= Slovene National Liberation Committee =

The Slovene National Liberation Committee (SNOS) (Slovenski narodnoosvobodilni svet; Slovensko narodnooslobodilačko vijeće, Словеначко народноослободилачко веће) was formed as the highest governing organ of anti-fascist movement of Slovenes during World War II. The president of its presidium was Josip Vidmar.

SNOS was formed on February 19, 1944 in Črnomelj when the 120-member Liberation Front Plenum, constituted in 1943 by the Assembly of the Delegates of the Slovene Nation in Kočevje, opted to change its name to SNOS and proclaim itself as the temporary Slovenian Parliament. One of its most important decisions was that after the end of the war Slovenia would become a state within the Socialist Federative Republic of Yugoslavia.

--------

- **YOUR INSTRUCTIONS**: Extend the article on the Slovene National Liberation Committee, picking up right after its last sentence.

- **MATERIAL PROVIDED**:
--------

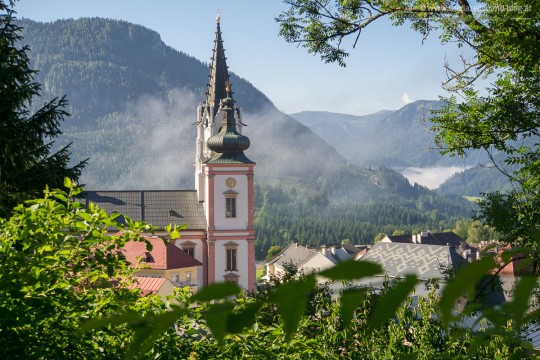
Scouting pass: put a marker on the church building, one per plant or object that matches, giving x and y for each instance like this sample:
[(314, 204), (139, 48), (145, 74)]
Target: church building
[(219, 213)]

--------

- **TASK RESPONSE**:
In spite of the fact the territory was occupied by Axis forces, SNOS was more than just a symbolic entity. Several important institutions functioned under its supervision. For example, it established even a Statistical Bureau of Slovenia on its session on August 19, 1944. Just before the end of the war, on May 5, 1945, the SNOS met for the last time in the town of Ajdovščina in the Julian March (then formally still part of the Kingdom of Italy) and established the Slovene government with the Communist leader Boris Kidrič as its president.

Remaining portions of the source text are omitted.